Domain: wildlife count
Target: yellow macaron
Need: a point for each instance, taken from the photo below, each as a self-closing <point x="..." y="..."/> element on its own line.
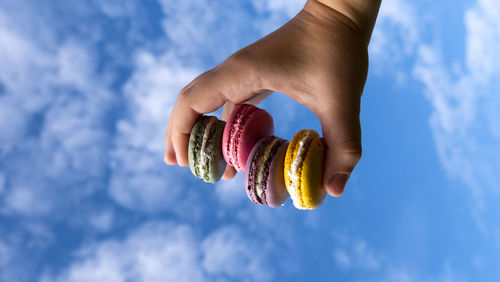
<point x="304" y="169"/>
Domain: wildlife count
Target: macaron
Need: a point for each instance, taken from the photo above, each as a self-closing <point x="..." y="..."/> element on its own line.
<point x="303" y="170"/>
<point x="245" y="126"/>
<point x="264" y="172"/>
<point x="205" y="149"/>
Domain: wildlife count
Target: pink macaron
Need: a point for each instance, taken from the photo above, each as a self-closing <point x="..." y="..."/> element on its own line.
<point x="246" y="125"/>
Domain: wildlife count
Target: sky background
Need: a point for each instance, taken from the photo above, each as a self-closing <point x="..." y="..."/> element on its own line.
<point x="86" y="88"/>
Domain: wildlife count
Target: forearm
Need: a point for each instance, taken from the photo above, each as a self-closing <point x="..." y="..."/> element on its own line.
<point x="362" y="13"/>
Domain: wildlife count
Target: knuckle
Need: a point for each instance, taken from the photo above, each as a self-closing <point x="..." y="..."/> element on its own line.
<point x="242" y="57"/>
<point x="352" y="151"/>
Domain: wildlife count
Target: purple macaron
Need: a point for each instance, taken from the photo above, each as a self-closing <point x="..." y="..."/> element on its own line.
<point x="264" y="180"/>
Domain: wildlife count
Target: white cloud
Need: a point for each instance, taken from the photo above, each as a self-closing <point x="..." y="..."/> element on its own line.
<point x="358" y="258"/>
<point x="153" y="252"/>
<point x="102" y="221"/>
<point x="140" y="180"/>
<point x="55" y="105"/>
<point x="394" y="38"/>
<point x="229" y="253"/>
<point x="160" y="251"/>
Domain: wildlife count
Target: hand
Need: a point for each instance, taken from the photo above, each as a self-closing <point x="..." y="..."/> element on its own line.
<point x="319" y="59"/>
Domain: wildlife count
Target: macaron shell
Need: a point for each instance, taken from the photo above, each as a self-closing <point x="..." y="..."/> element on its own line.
<point x="259" y="125"/>
<point x="217" y="162"/>
<point x="312" y="174"/>
<point x="310" y="192"/>
<point x="276" y="193"/>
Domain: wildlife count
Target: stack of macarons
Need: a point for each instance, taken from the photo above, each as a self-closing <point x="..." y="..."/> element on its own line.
<point x="274" y="168"/>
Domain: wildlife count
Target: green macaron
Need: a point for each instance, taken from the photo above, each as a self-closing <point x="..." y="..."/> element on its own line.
<point x="205" y="149"/>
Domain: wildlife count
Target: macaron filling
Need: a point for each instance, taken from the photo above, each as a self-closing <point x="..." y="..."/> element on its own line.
<point x="207" y="148"/>
<point x="295" y="171"/>
<point x="198" y="144"/>
<point x="254" y="171"/>
<point x="264" y="167"/>
<point x="241" y="117"/>
<point x="260" y="168"/>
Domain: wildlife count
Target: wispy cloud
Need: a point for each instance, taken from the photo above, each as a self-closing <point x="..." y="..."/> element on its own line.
<point x="464" y="97"/>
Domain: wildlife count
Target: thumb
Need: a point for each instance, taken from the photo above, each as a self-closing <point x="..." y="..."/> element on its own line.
<point x="342" y="133"/>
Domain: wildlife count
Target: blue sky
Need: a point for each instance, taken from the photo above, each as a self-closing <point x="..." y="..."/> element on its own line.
<point x="86" y="88"/>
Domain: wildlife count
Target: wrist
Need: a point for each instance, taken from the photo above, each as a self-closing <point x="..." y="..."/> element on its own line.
<point x="359" y="14"/>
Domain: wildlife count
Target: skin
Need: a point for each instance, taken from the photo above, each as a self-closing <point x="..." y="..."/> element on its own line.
<point x="319" y="58"/>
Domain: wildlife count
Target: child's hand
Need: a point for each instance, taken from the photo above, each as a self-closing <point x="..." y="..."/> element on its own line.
<point x="319" y="59"/>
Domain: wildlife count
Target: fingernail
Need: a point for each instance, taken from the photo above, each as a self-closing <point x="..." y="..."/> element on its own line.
<point x="337" y="184"/>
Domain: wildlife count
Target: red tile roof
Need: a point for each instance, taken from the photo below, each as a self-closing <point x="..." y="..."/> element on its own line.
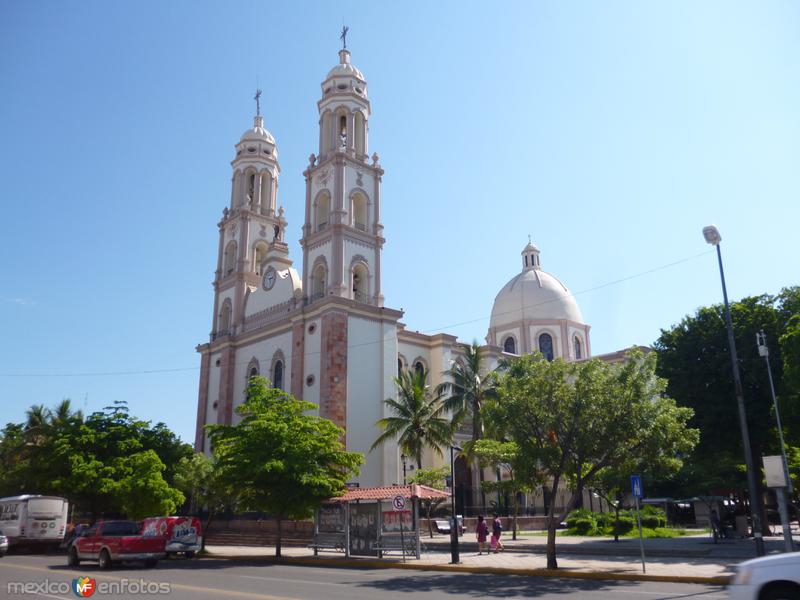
• • •
Deine Aufgabe: Nenne jede Zeile der Auflistung oben, in der die Zeichenfolge „cloud“ vorkommt. Groß- und Kleinschreibung sind dabei zu beachten.

Deine Antwort:
Target: white cloud
Target: wispy cloud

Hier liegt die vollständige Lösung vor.